ПИСЬМЕННОЕ ЗАДАНИЕ: Преобразуйте все строки приведенного ниже материала в нумерованный список, опустив пустые строки.

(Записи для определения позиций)
*****

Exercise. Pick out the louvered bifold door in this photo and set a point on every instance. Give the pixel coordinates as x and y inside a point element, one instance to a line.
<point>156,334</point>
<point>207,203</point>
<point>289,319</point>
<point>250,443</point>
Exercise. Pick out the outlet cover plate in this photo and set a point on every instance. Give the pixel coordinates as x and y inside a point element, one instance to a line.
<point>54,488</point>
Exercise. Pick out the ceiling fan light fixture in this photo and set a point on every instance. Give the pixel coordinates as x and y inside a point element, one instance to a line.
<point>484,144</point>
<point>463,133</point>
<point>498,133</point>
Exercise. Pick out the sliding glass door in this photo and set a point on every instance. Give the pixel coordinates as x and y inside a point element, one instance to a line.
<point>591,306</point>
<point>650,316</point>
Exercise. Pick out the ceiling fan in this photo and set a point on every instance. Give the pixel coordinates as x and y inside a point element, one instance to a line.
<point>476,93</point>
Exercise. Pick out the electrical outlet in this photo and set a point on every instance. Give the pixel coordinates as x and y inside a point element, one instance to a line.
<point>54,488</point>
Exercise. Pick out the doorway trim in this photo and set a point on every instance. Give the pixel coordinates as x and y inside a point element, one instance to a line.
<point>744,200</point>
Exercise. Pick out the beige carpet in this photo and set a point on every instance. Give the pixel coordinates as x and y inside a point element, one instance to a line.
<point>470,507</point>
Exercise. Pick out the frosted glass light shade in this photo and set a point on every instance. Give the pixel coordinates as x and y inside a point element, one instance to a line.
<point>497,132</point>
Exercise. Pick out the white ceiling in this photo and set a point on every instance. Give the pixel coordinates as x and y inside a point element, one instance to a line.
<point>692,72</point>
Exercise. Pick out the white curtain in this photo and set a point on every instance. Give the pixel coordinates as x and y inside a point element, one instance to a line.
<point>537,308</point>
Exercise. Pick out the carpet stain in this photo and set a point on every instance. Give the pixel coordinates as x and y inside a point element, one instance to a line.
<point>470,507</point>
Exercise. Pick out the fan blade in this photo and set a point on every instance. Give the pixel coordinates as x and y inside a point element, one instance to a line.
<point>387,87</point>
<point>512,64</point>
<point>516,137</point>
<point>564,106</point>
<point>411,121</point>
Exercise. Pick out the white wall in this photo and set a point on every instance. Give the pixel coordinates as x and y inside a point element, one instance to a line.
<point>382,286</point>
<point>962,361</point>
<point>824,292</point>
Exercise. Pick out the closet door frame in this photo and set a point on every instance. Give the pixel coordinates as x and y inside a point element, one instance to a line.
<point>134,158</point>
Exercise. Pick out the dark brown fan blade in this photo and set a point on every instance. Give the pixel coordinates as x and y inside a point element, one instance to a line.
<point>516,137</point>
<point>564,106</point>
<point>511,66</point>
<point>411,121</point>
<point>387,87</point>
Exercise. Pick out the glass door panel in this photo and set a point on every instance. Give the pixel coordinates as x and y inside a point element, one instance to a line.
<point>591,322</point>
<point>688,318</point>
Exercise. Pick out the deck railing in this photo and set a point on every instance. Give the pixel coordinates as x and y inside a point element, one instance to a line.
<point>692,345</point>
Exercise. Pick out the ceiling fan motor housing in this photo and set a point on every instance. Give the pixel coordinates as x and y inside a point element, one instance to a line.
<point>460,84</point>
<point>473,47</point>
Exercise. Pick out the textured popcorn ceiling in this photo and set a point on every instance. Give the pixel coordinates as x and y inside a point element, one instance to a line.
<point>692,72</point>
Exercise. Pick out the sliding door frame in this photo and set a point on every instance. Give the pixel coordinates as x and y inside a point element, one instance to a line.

*****

РЕЗУЛЬТАТ ЗАДАНИЯ:
1. Exercise. Pick out the louvered bifold door in this photo and set a point on every instance. Give the pixel coordinates as x and y inside a point element, one instance to a line.
2. <point>156,334</point>
3. <point>207,203</point>
4. <point>289,319</point>
5. <point>250,443</point>
6. Exercise. Pick out the outlet cover plate in this photo and set a point on every instance. Give the pixel coordinates as x and y inside a point element, one instance to a line.
7. <point>54,488</point>
8. Exercise. Pick out the ceiling fan light fixture in this photo and set a point on every instance. Give the pixel coordinates as x and y inside a point element, one instance to a line.
9. <point>484,144</point>
10. <point>463,133</point>
11. <point>498,133</point>
12. Exercise. Pick out the sliding glass door in this photo and set a point on every instance. Give the pixel coordinates as x and y inside a point element, one instance to a line.
13. <point>591,306</point>
14. <point>650,316</point>
15. Exercise. Pick out the ceiling fan in this photo and set a point on every instance. Give the pixel coordinates as x and y inside a point element, one instance to a line.
16. <point>476,93</point>
17. Exercise. Pick out the electrical outlet in this photo and set a point on every instance. Give the pixel coordinates as x and y inside a point element, one instance to a line.
18. <point>54,488</point>
19. Exercise. Pick out the doorway trim in this photo and set a point on every instance. Give the pixel coordinates as x and y inside a point element, one instance to a line.
20. <point>744,200</point>
21. Exercise. Pick out the beige carpet in this photo and set a point on every instance. Give the pixel coordinates as x and y inside a point element, one instance to a line.
22. <point>470,507</point>
23. Exercise. Pick out the frosted glass light shade in this photo and set a point on every instance. Give the pixel coordinates as x and y inside a point element, one instance to a line.
24. <point>497,132</point>
25. Exercise. Pick out the white ceiling in this photo and set a point on every instance. Give the pixel coordinates as x and y inside a point element, one instance to a line.
26. <point>692,72</point>
27. Exercise. Pick out the white curtain in this photo and set a point on every instance. Give the pixel coordinates as x and y inside a point element, one instance to a line.
28. <point>537,308</point>
29. Exercise. Pick out the carpet stain in this photo and set a point on every instance. Give the pixel coordinates as x and y inside a point element, one instance to a line.
30. <point>470,507</point>
31. Exercise. Pick out the fan blade in this photo and set a point on every instance. Give the pixel coordinates as x and y inside a point element, one instance to a line.
32. <point>387,87</point>
33. <point>512,64</point>
34. <point>516,137</point>
35. <point>564,106</point>
36. <point>411,121</point>
37. Exercise. Pick out the white wall in this photo and set a point on every instance. Give the pixel coordinates as x and y inside a point element, one instance to a line.
38. <point>382,286</point>
39. <point>962,361</point>
40. <point>824,292</point>
41. Exercise. Pick out the closet door frame in this photo and set a point on every instance. Give the pixel coordinates as x and y inside a point element, one instance to a line.
42. <point>134,158</point>
43. Exercise. Pick out the dark brown fan blade in this photo and set a point on every instance. Give the pixel coordinates as x and y inside a point element, one instance to a line.
44. <point>516,137</point>
45. <point>564,106</point>
46. <point>511,66</point>
47. <point>411,121</point>
48. <point>387,87</point>
49. Exercise. Pick out the glass door panel in this photo and set a point on every instance. Give the pixel coordinates as x and y inside a point element, one instance to a line.
50. <point>591,322</point>
51. <point>688,318</point>
52. Exercise. Pick out the deck railing in this photo and set a point on every instance. Give the pixel coordinates as x and y inside a point element, one instance to a line.
53. <point>692,345</point>
54. Exercise. Pick out the ceiling fan motor housing in this photo and set a point on every instance. Give the pixel coordinates as x and y inside a point element, one instance to a line.
55. <point>460,84</point>
56. <point>473,47</point>
57. Exercise. Pick out the textured popcorn ceiling in this photo and set a point on every instance. Give the pixel coordinates as x and y inside a point element, one instance to a line.
58. <point>692,72</point>
59. Exercise. Pick out the sliding door frame in this photo and set a point on every instance. Give the pixel coordinates as x and y inside a point element, one instance to a line.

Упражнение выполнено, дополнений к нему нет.